● Work to complete:
Present an exact copy of each line below.

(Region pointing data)
▶

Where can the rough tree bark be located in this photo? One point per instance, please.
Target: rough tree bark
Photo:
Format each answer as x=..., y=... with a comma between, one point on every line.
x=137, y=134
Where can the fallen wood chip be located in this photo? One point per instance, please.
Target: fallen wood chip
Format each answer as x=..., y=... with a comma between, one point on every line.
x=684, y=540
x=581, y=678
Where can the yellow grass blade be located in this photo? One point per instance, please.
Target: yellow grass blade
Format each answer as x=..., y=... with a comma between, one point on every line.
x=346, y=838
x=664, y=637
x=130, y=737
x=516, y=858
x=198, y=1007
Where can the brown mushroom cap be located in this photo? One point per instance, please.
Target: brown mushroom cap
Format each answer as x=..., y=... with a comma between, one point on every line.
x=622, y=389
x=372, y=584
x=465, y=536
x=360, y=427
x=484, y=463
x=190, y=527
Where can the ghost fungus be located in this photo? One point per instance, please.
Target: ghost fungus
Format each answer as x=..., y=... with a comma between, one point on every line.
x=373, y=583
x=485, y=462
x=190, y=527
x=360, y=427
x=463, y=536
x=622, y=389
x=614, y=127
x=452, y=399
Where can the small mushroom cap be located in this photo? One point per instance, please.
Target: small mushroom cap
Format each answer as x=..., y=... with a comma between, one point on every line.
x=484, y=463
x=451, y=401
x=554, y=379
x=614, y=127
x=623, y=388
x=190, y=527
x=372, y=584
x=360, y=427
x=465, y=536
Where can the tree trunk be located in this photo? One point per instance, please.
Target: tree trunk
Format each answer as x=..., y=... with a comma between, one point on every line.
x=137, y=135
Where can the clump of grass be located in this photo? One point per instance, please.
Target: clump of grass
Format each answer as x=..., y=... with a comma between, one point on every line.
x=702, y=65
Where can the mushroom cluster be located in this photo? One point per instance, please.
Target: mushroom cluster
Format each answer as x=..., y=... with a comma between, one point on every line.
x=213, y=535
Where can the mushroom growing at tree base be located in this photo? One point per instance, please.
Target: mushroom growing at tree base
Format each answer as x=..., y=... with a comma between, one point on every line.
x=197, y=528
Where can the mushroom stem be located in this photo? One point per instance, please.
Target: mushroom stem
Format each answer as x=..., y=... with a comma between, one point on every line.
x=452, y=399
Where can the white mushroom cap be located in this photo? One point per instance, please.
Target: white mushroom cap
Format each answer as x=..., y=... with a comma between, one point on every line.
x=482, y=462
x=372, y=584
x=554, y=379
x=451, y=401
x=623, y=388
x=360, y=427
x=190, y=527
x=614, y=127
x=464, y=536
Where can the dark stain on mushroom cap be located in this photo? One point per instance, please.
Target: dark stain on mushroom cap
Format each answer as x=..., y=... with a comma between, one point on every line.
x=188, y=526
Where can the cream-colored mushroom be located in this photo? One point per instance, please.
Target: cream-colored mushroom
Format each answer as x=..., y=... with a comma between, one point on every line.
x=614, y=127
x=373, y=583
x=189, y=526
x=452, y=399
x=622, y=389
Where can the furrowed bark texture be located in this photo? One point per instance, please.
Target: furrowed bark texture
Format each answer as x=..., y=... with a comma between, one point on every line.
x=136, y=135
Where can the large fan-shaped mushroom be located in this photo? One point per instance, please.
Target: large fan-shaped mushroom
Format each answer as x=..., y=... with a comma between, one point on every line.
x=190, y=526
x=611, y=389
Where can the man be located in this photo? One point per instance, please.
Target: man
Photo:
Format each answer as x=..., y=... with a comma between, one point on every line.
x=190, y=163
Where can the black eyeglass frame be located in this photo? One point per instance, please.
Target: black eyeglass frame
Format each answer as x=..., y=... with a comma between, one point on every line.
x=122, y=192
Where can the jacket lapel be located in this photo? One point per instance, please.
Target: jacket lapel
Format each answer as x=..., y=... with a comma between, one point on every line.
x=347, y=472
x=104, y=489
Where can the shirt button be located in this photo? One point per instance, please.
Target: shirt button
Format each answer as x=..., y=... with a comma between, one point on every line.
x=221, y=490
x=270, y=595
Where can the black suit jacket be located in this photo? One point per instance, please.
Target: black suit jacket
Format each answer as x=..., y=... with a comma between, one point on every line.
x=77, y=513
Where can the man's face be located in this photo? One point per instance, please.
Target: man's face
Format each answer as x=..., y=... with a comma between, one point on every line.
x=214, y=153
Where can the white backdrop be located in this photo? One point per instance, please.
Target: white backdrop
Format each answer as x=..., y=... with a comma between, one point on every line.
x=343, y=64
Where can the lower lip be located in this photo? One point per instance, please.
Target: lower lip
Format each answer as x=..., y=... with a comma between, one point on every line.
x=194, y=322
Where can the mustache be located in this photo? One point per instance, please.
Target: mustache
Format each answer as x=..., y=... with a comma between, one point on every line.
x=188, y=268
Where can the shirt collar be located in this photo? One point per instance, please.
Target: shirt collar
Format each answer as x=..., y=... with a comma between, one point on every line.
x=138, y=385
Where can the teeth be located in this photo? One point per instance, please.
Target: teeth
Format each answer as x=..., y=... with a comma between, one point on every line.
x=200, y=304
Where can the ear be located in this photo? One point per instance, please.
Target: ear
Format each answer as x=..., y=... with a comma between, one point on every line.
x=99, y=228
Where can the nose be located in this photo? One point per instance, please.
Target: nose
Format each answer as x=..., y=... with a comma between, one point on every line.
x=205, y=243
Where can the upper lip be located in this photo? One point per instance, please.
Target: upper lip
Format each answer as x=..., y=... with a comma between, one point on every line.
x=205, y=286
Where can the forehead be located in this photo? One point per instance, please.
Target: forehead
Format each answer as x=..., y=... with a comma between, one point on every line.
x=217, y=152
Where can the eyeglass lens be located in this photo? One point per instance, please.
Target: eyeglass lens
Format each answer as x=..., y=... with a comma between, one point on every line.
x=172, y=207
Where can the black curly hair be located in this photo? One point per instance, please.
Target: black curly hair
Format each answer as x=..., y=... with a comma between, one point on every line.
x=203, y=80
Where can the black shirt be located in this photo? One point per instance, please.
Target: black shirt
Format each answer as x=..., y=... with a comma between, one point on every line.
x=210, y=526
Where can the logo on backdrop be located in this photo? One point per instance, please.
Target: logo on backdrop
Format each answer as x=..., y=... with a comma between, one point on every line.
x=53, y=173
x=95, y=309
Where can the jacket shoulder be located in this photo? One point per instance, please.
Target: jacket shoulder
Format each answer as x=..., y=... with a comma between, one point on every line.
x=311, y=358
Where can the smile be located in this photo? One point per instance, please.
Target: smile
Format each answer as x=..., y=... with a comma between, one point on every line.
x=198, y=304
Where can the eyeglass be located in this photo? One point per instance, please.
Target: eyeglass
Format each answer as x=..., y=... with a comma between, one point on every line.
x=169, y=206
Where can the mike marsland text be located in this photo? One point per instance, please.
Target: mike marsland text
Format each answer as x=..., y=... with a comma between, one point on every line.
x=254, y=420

◀

● Result for this exercise:
Where can the rough tree bark be located in this photo? One point per instance, please.
Target: rough tree bark
Photo:
Format each answer as x=..., y=... with a comma between, one point on every line.
x=137, y=134
Where can the fallen wood chip be located in this photo? One point per instance, please.
Target: fallen wood chip
Format each answer as x=..., y=... with a comma between, one point on every line.
x=684, y=540
x=581, y=678
Where can the yellow grass blade be located in this photo? One point per instance, please.
Target: yellow grass blade
Format each answer as x=..., y=... with a comma between, one point on every line.
x=346, y=838
x=664, y=637
x=130, y=737
x=516, y=858
x=198, y=1007
Where can the brown mushroom cap be located in this photo? One point per instance, please.
Target: brown mushroom cap
Format each answer as x=..., y=... with a comma between, one point on every line.
x=622, y=389
x=372, y=584
x=465, y=536
x=360, y=427
x=484, y=463
x=190, y=527
Where can the ghost fungus be located in this photo? One point per instance, please.
Target: ghost fungus
Format each answer as x=..., y=... with a comma between, one point on every line.
x=373, y=583
x=485, y=462
x=190, y=527
x=360, y=427
x=463, y=536
x=622, y=389
x=614, y=127
x=452, y=399
Where can the small mushroom cap be located in this photo? One point per instance, please.
Target: small mushroom cap
Format each answer as x=..., y=... with a comma between, one point on every line.
x=484, y=463
x=451, y=401
x=554, y=379
x=614, y=127
x=623, y=388
x=190, y=527
x=372, y=584
x=360, y=427
x=465, y=536
Where can the tree trunk be located in this photo? One point per instance, please.
Target: tree trunk
Format each answer as x=..., y=... with a comma between, one point on every line.
x=137, y=135
Where can the clump of grass be located in this photo? One point per instance, please.
Target: clump of grass
Format each answer as x=..., y=... with a comma between, one point on every line.
x=702, y=65
Where can the mushroom cluster be located in this photo? One point per instance, please.
Target: mushroom cluster
Format each answer as x=..., y=... with a comma between, one point on every line.
x=213, y=535
Where can the mushroom growing at tree base be located in this photo? One point per instance, please.
Target: mushroom growing at tree base
Format each answer as x=..., y=... with a comma between, one point on every line.
x=197, y=528
Where can the mushroom stem be located in this photo? One point per instance, please.
Target: mushroom stem
Format each answer as x=..., y=... with a comma between, one point on every line.
x=452, y=399
Where can the white mushroom cap be located in this photo? One point per instance, please.
Target: white mushroom cap
Format each answer as x=..., y=... with a comma between, one point on every line.
x=482, y=462
x=372, y=584
x=554, y=379
x=451, y=401
x=623, y=388
x=360, y=427
x=190, y=527
x=614, y=127
x=464, y=536
Where can the dark stain on mushroom cap be located in this photo? One point per instance, please.
Target: dark stain on mushroom cap
Format each answer as x=..., y=... with a comma between, one point on every line.
x=188, y=526
Where can the cream-colored mushroom be located in this photo? One point per instance, please.
Target: cream-colored mushroom
Format each answer as x=..., y=... with a comma between, one point on every line.
x=614, y=127
x=373, y=583
x=189, y=526
x=452, y=399
x=622, y=389
Where can the furrowed bark texture be located in this photo? One point per instance, please.
Target: furrowed bark texture
Format each answer as x=..., y=... with a comma between, one point on every line.
x=136, y=135
Where can the large fan-shaped mushroom be located in this photo? One point per instance, please.
Target: large fan-shaped mushroom
Format each answer as x=..., y=... with a comma between, one point on every line.
x=190, y=526
x=611, y=389
Where can the man be located in this photo? One point per instance, please.
Target: man
Photo:
Format each answer as x=..., y=... with a comma between, one point on every line.
x=190, y=163
Where can the black eyeglass frame be located in this photo? One point per instance, please.
Target: black eyeglass frame
Format each answer as x=..., y=... with a comma between, one point on every line.
x=122, y=192
Where can the jacket lapel be located in this photo? One point per instance, please.
Target: jacket lapel
Format each answer as x=..., y=... with a comma between, one point on every line.
x=347, y=472
x=104, y=489
Where can the shirt button be located in this photo? One point per instance, please.
Target: shirt button
Format each answer as x=..., y=... with a comma between, one point on every line.
x=221, y=490
x=270, y=595
Where can the black suit jacket be located in this photo? One point per instance, please.
Target: black suit jacket
Format each answer as x=..., y=... with a comma between, one point on every line.
x=77, y=513
Where can the man's face be located in this photo? One point per instance, please.
Target: man's face
Format each answer as x=..., y=... with a comma between, one point on every line.
x=214, y=153
Where can the white backdrop be located in this photo? One point per instance, please.
Target: white backdrop
Format each answer as x=..., y=... with a comma between, one point on every line.
x=343, y=64
Where can the lower lip be located in this photo? One point per instance, please.
Target: lower lip
Format each answer as x=..., y=... with a comma between, one point on every line.
x=194, y=322
Where can the mustache be located in this photo? One point per instance, please.
Target: mustache
Format each answer as x=..., y=... with a comma between, one point on every line.
x=188, y=268
Where can the shirt collar be located in this photo? One point per instance, please.
Target: shirt collar
Format each answer as x=..., y=... with a comma between, one point on every line.
x=138, y=385
Where can the teeth be located in this photo? One point per instance, please.
Target: teeth
Format each answer as x=..., y=... with a comma between, one point on every line.
x=200, y=304
Where can the ear be located in this photo? One point per instance, please.
Target: ear
Format each answer as x=..., y=... with a comma between, one point on every line.
x=99, y=228
Where can the nose be located in this photo? One point per instance, please.
Target: nose
Format each answer as x=..., y=... with a comma between, one point on every line.
x=205, y=243
Where can the upper lip be located in this photo? One point per instance, please.
Target: upper lip
Format each answer as x=..., y=... with a comma between, one point on every line.
x=205, y=286
Where can the forehead be located in this photo? One point per instance, please.
Target: forehead
Format each answer as x=..., y=... with a comma between, one point on every line.
x=217, y=152
Where can the eyeglass lens be located in this photo? One point per instance, please.
Target: eyeglass lens
Format each answer as x=..., y=... with a comma between, one point on every line.
x=172, y=207
Where can the black curly hair be located in this photo? One point per instance, please.
Target: black curly hair
Format each answer as x=..., y=... with a comma between, one point on every line.
x=203, y=80
Where can the black shirt be located in this photo? One point per instance, please.
Target: black shirt
Format each answer as x=..., y=... with a comma between, one point on every line.
x=210, y=526
Where can the logo on backdrop be located in this photo? One point per instance, please.
Target: logo on backdrop
Format each answer as x=..., y=... with a comma between, one point on every line.
x=53, y=173
x=95, y=309
Where can the jacket shoulder be located in this photo? One point per instance, please.
Target: jacket shoulder
Format each answer as x=..., y=... with a comma between, one point on every line.
x=311, y=358
Where can the smile be located in this photo? One point per instance, please.
Target: smile
Format each answer as x=..., y=... with a comma between, one point on every line.
x=198, y=304
Where can the eyeglass be located in this photo? One point per instance, please.
Target: eyeglass
Format each answer as x=..., y=... with a comma between, one point on every line.
x=169, y=206
Where can the mike marsland text be located in this photo? One point per instance, please.
Target: mike marsland text
Format each answer as x=..., y=... with a comma between, one point on every line.
x=254, y=420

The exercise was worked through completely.